* _What needs to be done_
Collect every line of the data below that contains the word "over".

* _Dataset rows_

====

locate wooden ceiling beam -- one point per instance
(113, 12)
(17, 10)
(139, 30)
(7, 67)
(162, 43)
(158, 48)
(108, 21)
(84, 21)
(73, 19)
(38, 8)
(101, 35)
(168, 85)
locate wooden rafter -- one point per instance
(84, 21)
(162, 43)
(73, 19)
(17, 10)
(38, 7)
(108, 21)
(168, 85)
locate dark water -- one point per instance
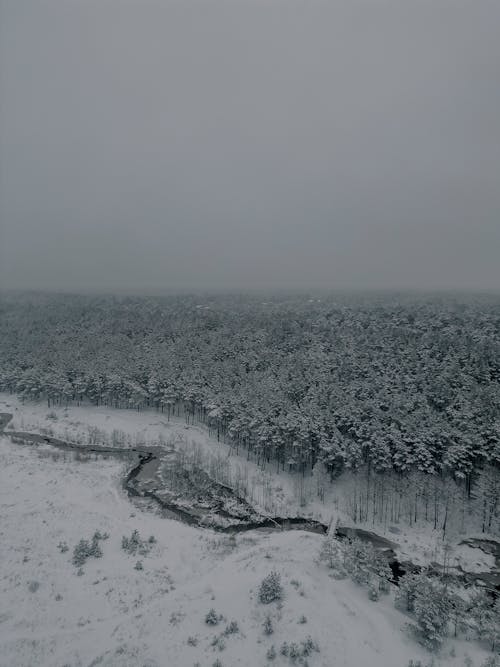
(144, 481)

====

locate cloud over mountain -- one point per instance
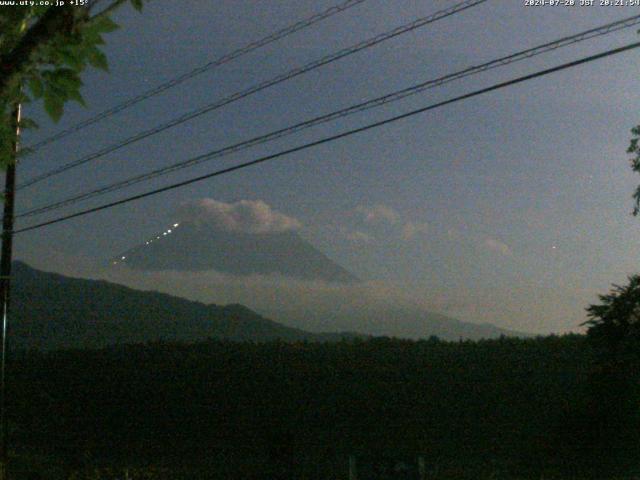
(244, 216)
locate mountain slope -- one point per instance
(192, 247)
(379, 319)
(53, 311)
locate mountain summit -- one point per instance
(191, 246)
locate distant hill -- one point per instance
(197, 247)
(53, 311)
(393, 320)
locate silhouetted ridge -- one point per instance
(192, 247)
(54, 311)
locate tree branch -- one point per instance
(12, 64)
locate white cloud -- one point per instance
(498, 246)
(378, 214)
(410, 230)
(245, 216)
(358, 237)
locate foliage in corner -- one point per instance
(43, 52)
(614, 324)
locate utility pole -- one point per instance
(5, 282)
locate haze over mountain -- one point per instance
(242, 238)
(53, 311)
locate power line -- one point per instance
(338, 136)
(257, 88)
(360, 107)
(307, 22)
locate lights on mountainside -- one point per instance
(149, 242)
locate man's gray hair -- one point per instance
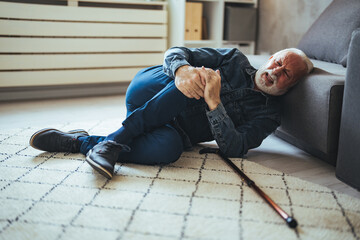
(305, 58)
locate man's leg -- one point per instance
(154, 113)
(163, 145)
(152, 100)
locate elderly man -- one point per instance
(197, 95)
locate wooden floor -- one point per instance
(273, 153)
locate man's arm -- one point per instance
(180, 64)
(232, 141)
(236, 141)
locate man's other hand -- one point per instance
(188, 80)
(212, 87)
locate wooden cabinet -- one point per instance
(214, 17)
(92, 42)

====

* _Written response_
locate cloud over mountain -- one point per instance
locate haze over mountain -- one point per instance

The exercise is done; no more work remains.